> **EXCERPTED PASSAGE**
::::::::

The Short Answer: Yes — and That's the Point
Most parents assume their child needs some kind of science foundation before enrolling in a pre-med program. A biology course. A first-aid certification. Something.
They don't.
Future Doctors' Junior Doctors Program is built for students who are curious about medicine, not students who already know it. In fact, the entire teaching model depends on students not knowing the answer in advance.
Why No Background Is Actually Better
The program uses case-based learning — the same method used in medical schools at Harvard, Johns Hopkins, and Stanford. Students are given a patient scenario and asked to figure out what's happening. They don't memorise facts from a textbook. They discover them because the case demands it.
When a student reads that a patient has a fever of 38.9°C and neck stiffness, they don't need to know what meningitis is. They need to ask: "What could cause these symptoms together?" That question — and the reasoning process it triggers — is the entire curriculum.
A student who walks in knowing nothing about white blood cells will learn what they are in Week 2, because the lab results arrive and they need to understand them to move forward. That's learning in context. It sticks.

::::::::

> **Source records**
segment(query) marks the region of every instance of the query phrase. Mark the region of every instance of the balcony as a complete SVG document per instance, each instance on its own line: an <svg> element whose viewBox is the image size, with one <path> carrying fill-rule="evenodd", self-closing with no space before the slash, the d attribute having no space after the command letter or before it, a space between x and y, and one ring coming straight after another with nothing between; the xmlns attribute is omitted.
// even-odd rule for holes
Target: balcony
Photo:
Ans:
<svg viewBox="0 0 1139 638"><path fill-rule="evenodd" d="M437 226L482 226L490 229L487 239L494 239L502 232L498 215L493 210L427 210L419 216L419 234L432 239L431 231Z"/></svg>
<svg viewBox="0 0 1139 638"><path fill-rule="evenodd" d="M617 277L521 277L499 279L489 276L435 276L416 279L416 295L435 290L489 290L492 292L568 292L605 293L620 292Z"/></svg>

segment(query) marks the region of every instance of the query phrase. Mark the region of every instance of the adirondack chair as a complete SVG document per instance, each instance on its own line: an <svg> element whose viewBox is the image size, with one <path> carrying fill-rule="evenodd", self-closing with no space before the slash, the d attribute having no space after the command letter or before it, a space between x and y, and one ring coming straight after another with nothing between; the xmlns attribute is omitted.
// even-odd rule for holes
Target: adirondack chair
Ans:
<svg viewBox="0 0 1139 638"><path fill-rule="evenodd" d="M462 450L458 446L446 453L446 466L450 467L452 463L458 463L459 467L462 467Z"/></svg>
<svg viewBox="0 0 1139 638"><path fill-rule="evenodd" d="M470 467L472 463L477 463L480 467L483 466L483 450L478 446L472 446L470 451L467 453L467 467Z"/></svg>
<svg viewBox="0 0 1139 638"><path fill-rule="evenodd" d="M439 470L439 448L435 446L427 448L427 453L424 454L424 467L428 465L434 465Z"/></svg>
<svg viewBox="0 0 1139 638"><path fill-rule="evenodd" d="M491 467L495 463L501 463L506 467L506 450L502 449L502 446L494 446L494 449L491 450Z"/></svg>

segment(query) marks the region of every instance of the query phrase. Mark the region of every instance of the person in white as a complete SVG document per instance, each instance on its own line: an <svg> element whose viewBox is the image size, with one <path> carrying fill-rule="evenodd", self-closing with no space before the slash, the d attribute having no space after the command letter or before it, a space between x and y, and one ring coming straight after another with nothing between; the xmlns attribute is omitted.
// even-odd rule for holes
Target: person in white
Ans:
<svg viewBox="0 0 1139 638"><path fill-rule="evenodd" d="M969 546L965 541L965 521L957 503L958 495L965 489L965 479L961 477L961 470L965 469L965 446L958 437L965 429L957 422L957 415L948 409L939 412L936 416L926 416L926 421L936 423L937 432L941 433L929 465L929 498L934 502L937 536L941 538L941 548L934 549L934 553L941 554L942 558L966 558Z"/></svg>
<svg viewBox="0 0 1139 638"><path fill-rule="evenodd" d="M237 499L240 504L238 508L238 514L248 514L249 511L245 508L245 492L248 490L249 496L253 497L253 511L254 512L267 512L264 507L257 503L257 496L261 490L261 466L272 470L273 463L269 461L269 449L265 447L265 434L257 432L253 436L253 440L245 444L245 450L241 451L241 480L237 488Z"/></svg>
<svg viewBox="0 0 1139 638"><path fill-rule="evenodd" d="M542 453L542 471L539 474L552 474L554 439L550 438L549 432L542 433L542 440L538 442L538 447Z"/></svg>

::::::::

> **INSTRUCTIONS**
a) In the Junior Doctors Program text, why would a student with no prior knowledge of white blood cells learn about them in Week 2? Answer in one to three sentences.
b) According to the Junior Doctors Program text, what teaching method does the program use?
c) Continue the text about the Junior Doctors Program from where it stops.

> **EXERCISE RESULTS**
a) The lab results arrive in Week 2, and the student has to understand them to move forward with the case. That is learning in context.

b) Case-based learning.

c)
What We Actually Look For
We don't screen for science grades. We look for:
- Curiosity — Does your child ask "why" and "how" questions?
- Willingness to be wrong — Every case arc is designed so students form a wrong hypothesis first. The correction is where the deepest learning happens.
- Engagement — Can they participate in a group discussion? Listen to others? Change their mind when new evidence appears?
What Parents Tell Us
The most common feedback we receive from parents is: "My child had no interest in science before this. Now they won't stop talking about differential diagnoses at dinner."
That's the design working. We don't teach science and hope it leads to medicine. We put students inside medicine and let science become relevant.
The Bottom Line
If your child is curious about medicine, the body, diseases, or how doctors think — they're ready. Everything else, we teach.